# EXERCISE REQUIREMENTS
Copy each line below that contains "polo".

# PROVIDED DATA

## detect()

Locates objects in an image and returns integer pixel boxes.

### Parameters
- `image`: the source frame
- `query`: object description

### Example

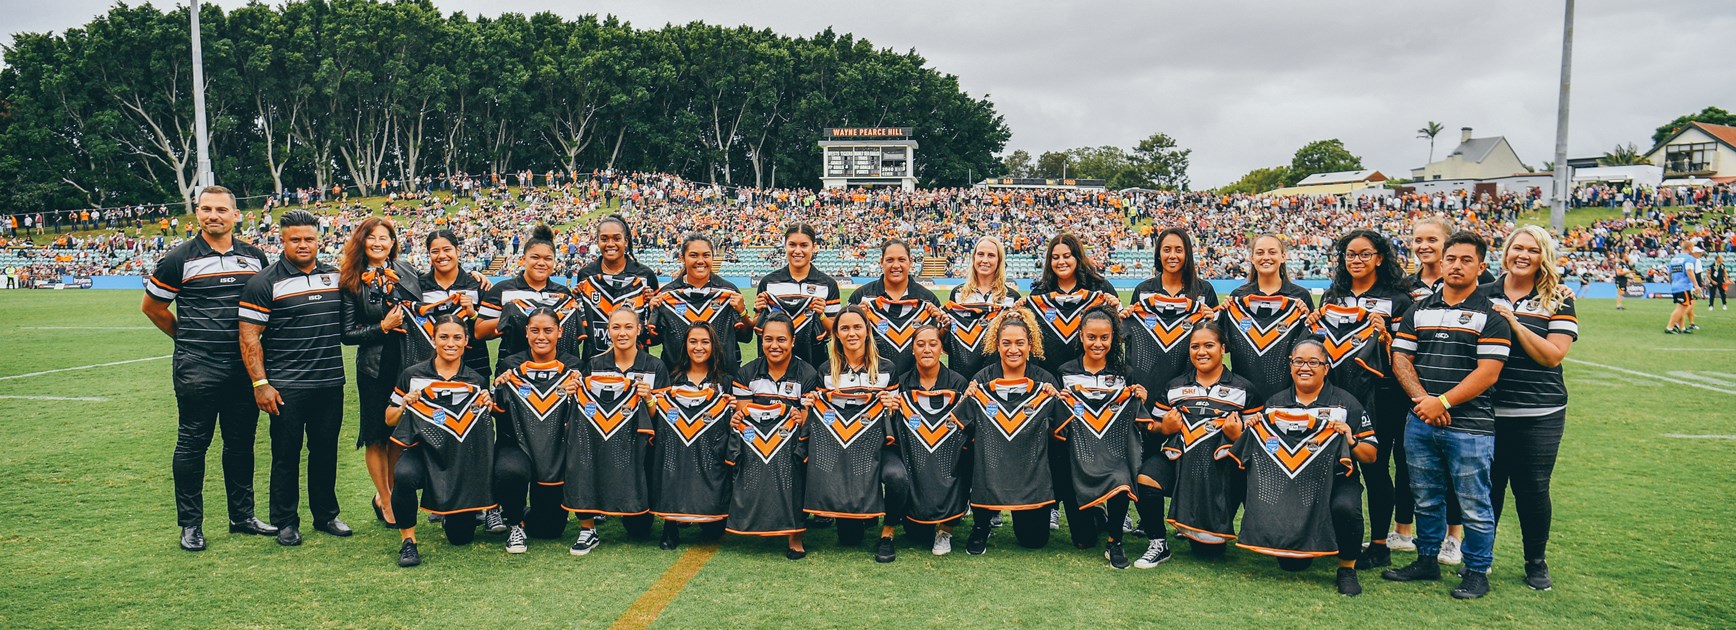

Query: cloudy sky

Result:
[5,0,1732,186]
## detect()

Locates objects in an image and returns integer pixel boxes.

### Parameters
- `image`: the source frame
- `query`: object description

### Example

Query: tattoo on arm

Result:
[1392,354,1427,399]
[240,323,267,382]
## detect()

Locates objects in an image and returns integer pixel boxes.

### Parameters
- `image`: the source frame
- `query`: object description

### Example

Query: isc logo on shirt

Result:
[219,277,237,284]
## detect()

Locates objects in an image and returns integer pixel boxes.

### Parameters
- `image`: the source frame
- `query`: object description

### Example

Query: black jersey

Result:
[804,390,893,518]
[647,385,735,522]
[1158,404,1241,544]
[1054,386,1143,510]
[960,377,1060,510]
[1226,412,1356,558]
[573,271,656,358]
[655,283,746,375]
[1122,293,1213,403]
[389,373,496,514]
[1263,385,1377,449]
[418,274,491,376]
[401,293,474,368]
[1311,303,1388,401]
[493,356,582,485]
[893,387,971,524]
[1228,280,1316,310]
[732,358,823,405]
[561,374,653,516]
[724,402,809,536]
[1221,294,1310,400]
[943,301,1009,379]
[860,295,946,374]
[758,268,843,367]
[1130,277,1220,308]
[1481,280,1578,416]
[1025,288,1122,374]
[480,275,575,365]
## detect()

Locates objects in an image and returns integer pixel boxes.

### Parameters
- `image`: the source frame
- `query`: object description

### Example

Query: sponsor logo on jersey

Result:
[1062,386,1135,440]
[942,302,1006,352]
[652,386,729,447]
[865,296,938,352]
[1225,295,1308,356]
[407,381,486,442]
[898,390,962,453]
[972,378,1053,441]
[740,403,800,464]
[813,392,885,449]
[1251,410,1340,479]
[502,361,577,420]
[660,287,737,326]
[577,375,641,441]
[1313,304,1378,367]
[1127,294,1208,352]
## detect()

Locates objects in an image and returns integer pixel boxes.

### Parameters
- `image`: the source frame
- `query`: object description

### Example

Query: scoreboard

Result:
[819,127,918,190]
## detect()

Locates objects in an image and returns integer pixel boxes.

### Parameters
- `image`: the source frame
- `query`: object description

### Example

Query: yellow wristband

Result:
[253,379,270,389]
[1437,394,1452,410]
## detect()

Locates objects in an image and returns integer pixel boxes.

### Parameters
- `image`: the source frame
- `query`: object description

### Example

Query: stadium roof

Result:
[1293,169,1387,186]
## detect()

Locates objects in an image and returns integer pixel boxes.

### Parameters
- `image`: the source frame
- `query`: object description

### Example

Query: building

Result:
[1411,127,1529,181]
[1259,169,1387,197]
[819,127,919,190]
[975,177,1107,191]
[1644,121,1736,183]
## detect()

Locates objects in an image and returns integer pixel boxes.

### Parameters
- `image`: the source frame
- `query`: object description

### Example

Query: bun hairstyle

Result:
[1190,320,1225,344]
[525,224,557,256]
[1289,336,1328,360]
[987,307,1045,360]
[1079,307,1125,372]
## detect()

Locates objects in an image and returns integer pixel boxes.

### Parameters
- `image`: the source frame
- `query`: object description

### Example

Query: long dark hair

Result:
[672,323,721,379]
[339,216,399,294]
[596,214,639,265]
[1036,232,1106,293]
[1153,227,1204,301]
[424,229,461,251]
[1325,229,1408,300]
[1079,307,1125,374]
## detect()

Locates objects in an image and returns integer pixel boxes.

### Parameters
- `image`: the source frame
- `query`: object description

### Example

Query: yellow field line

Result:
[609,544,719,630]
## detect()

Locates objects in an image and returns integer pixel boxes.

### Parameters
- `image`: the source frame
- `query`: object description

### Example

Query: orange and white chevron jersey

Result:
[1222,411,1356,559]
[1311,304,1389,401]
[1054,386,1144,510]
[942,301,1008,380]
[653,282,747,375]
[1220,294,1310,401]
[561,374,653,516]
[892,375,972,524]
[1025,288,1121,374]
[572,272,655,358]
[1122,293,1213,404]
[804,390,894,519]
[725,402,808,536]
[492,355,582,485]
[959,377,1060,511]
[389,369,496,515]
[647,385,735,522]
[861,295,946,374]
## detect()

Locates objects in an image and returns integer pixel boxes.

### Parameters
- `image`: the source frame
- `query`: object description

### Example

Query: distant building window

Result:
[1664,142,1715,174]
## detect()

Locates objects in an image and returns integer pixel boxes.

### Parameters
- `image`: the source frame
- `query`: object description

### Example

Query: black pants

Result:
[1049,441,1104,548]
[492,445,569,539]
[268,386,344,528]
[1490,409,1566,561]
[172,377,260,527]
[972,506,1050,548]
[1135,484,1166,539]
[831,449,914,546]
[392,450,479,544]
[1372,389,1461,533]
[1332,475,1366,562]
[1709,282,1728,306]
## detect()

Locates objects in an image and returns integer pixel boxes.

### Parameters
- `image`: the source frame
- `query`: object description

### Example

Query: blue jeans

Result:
[1404,414,1496,572]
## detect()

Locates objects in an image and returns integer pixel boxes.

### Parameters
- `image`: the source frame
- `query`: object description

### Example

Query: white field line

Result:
[1653,347,1736,352]
[0,355,170,381]
[1564,358,1736,396]
[1662,434,1736,440]
[1668,372,1736,389]
[0,395,111,401]
[19,326,156,330]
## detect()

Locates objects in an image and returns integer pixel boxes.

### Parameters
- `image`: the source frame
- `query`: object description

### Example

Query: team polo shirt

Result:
[237,258,346,389]
[146,236,270,383]
[732,357,823,404]
[1391,289,1512,434]
[1228,279,1316,310]
[1480,279,1578,417]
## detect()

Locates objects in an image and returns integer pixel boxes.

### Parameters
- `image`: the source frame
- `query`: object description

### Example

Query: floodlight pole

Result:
[190,0,215,192]
[1548,0,1574,235]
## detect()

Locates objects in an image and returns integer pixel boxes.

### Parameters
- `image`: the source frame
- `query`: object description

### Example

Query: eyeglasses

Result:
[1288,358,1327,368]
[1340,251,1379,261]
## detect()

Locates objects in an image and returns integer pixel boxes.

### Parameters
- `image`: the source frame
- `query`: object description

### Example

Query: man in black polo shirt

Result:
[1383,231,1511,599]
[141,185,277,551]
[239,210,351,546]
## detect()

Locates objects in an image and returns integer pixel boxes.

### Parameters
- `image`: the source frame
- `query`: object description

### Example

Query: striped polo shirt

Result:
[1480,279,1578,417]
[1392,289,1512,434]
[238,258,346,389]
[145,236,270,383]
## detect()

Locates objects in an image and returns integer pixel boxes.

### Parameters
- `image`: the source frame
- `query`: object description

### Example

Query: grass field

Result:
[1,289,1733,628]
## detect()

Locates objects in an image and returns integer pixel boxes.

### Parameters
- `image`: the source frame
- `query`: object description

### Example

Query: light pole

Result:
[190,0,215,192]
[1548,0,1574,235]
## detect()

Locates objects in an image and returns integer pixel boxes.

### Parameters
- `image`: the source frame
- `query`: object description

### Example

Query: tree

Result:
[1417,121,1444,163]
[1000,149,1034,178]
[1130,132,1190,190]
[1652,106,1736,145]
[1035,150,1072,179]
[1217,166,1288,195]
[1598,143,1649,166]
[1285,139,1363,186]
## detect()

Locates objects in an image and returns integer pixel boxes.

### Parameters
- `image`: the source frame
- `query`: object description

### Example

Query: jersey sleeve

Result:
[478,283,505,320]
[1478,310,1513,363]
[1549,295,1579,341]
[1345,398,1376,446]
[145,248,183,302]
[391,370,414,407]
[1391,305,1419,357]
[824,279,843,316]
[237,273,273,325]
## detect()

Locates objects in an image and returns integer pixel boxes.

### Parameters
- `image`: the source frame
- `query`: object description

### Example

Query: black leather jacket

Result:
[340,260,422,379]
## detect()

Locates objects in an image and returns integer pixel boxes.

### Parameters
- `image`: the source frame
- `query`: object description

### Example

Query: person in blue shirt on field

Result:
[1665,240,1700,335]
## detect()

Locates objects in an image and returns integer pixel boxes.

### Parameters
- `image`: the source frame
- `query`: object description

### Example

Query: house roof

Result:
[1647,121,1736,156]
[1445,137,1506,164]
[1294,169,1386,186]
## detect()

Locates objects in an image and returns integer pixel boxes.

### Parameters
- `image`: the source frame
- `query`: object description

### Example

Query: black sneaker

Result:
[1665,328,1679,334]
[875,537,897,563]
[1452,569,1491,599]
[398,539,421,567]
[1524,559,1553,591]
[785,547,807,560]
[505,526,528,554]
[1105,541,1129,569]
[989,513,1004,528]
[569,529,600,556]
[659,529,680,551]
[1356,542,1391,570]
[1133,537,1171,569]
[1382,556,1442,582]
[966,527,990,556]
[1337,568,1363,596]
[482,508,508,534]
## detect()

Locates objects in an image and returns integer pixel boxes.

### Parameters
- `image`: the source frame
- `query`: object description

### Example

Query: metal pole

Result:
[190,0,215,191]
[1549,0,1574,234]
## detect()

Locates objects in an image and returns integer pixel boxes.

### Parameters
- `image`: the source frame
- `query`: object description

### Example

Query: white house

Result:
[1260,169,1387,197]
[1645,121,1736,183]
[1411,127,1530,181]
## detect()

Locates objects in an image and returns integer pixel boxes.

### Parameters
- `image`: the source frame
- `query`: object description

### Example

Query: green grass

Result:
[0,290,1733,628]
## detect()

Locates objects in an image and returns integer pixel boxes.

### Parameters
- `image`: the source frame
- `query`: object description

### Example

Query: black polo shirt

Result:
[1131,277,1220,308]
[1480,279,1578,417]
[1392,288,1512,434]
[146,236,270,385]
[732,357,823,404]
[238,258,346,390]
[1154,370,1264,416]
[1228,279,1316,310]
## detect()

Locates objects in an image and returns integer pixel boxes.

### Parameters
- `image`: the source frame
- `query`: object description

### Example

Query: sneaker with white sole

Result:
[569,529,600,556]
[989,513,1004,528]
[1387,531,1417,551]
[1437,535,1463,565]
[505,525,528,554]
[932,531,953,556]
[1133,537,1172,569]
[482,508,508,534]
[1049,508,1061,531]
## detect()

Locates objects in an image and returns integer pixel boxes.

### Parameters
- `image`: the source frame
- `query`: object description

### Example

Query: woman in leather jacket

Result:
[339,216,421,526]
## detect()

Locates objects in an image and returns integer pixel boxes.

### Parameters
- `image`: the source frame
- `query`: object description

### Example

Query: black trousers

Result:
[1490,409,1566,561]
[492,445,569,539]
[1049,440,1111,549]
[1332,475,1366,562]
[391,451,480,544]
[971,506,1050,548]
[1135,484,1166,539]
[172,376,260,527]
[1709,282,1728,306]
[268,386,344,528]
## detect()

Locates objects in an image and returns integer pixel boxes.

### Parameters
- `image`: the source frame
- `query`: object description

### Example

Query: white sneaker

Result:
[569,529,600,556]
[932,531,953,556]
[1133,538,1171,569]
[1049,508,1061,531]
[1388,531,1417,551]
[1437,535,1463,565]
[505,525,527,554]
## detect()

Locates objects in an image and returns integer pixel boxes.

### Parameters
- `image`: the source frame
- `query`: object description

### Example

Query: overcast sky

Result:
[4,0,1732,187]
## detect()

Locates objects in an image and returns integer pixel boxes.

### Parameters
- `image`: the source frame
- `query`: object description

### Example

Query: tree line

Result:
[0,0,1011,212]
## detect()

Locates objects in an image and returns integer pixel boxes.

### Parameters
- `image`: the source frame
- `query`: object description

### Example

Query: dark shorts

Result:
[1672,291,1693,304]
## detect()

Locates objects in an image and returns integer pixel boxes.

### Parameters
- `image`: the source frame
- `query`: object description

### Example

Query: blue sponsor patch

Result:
[673,303,688,317]
[433,409,446,423]
[1143,315,1158,330]
[518,385,532,398]
[876,320,890,335]
[1073,403,1085,418]
[666,410,680,424]
[1239,318,1254,333]
[585,403,597,417]
[985,402,999,417]
[742,425,756,440]
[824,410,837,423]
[1263,437,1281,454]
[908,419,921,432]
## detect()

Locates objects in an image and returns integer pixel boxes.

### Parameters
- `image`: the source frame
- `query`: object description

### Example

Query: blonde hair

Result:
[957,236,1010,304]
[1505,225,1572,313]
[828,305,883,386]
[1415,216,1455,237]
[986,308,1045,361]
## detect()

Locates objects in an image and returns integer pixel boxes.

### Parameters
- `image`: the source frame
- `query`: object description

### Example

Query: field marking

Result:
[0,355,170,381]
[0,395,112,401]
[20,326,156,330]
[1662,434,1736,440]
[1668,372,1736,388]
[1655,347,1736,352]
[609,544,719,630]
[1565,358,1736,396]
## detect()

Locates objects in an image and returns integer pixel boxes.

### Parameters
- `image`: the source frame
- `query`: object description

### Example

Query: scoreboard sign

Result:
[824,127,913,140]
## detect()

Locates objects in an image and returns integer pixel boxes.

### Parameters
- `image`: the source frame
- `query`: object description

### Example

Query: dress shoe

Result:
[180,526,206,552]
[313,518,353,537]
[277,525,302,546]
[229,517,279,536]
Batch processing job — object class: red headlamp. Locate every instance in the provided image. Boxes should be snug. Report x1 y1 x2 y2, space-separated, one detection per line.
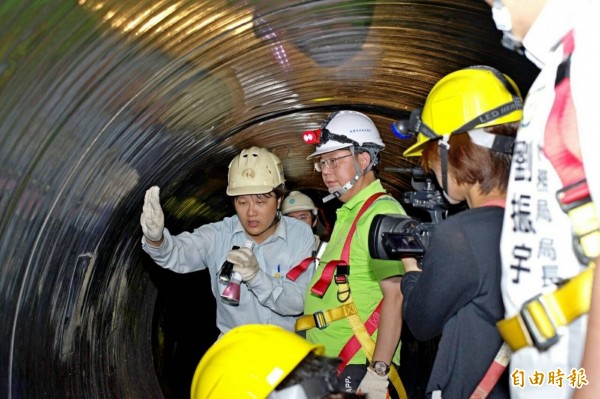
303 129 322 145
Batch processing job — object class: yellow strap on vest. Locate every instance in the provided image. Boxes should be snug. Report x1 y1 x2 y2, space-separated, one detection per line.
296 193 406 398
295 302 358 332
497 199 599 352
345 296 407 399
497 264 594 351
297 296 407 399
570 201 600 259
296 279 354 331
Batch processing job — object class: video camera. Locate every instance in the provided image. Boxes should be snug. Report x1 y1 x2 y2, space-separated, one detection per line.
368 167 449 260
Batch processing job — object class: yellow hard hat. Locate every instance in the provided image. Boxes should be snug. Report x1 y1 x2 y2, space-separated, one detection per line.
190 324 324 399
402 66 523 157
227 147 285 196
282 191 317 215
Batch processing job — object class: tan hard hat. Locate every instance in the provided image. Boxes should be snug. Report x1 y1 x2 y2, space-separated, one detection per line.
227 146 285 196
282 191 317 215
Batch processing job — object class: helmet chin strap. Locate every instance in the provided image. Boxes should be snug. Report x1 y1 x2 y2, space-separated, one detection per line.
443 189 462 205
322 147 371 203
322 177 358 203
438 136 460 203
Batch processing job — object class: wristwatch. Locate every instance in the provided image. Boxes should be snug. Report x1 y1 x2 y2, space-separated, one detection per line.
371 360 390 377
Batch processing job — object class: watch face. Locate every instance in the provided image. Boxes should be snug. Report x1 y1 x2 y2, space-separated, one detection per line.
373 361 389 376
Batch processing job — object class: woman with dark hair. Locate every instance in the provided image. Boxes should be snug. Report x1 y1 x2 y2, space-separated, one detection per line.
398 66 523 399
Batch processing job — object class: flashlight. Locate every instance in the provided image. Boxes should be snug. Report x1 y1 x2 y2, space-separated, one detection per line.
218 246 240 284
220 240 254 306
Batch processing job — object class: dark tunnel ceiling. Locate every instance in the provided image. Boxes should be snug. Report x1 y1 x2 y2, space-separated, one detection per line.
0 1 539 398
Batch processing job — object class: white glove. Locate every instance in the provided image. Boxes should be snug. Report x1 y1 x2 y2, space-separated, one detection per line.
140 186 164 242
357 367 390 399
228 247 260 282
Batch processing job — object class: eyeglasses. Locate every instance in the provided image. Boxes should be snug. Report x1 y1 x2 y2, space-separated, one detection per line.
314 154 353 172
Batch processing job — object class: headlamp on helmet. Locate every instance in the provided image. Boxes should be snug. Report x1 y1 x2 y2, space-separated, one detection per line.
302 129 321 145
397 66 523 157
391 119 412 139
303 111 338 146
392 109 441 141
303 110 386 203
302 127 359 147
304 110 385 161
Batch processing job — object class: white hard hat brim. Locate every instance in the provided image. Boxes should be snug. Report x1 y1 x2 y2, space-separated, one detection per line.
306 142 353 160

# ANSWER
Query: team polo shirt
Query: man in black polo shirt
Query: striped polo shirt
Query: black polo shirt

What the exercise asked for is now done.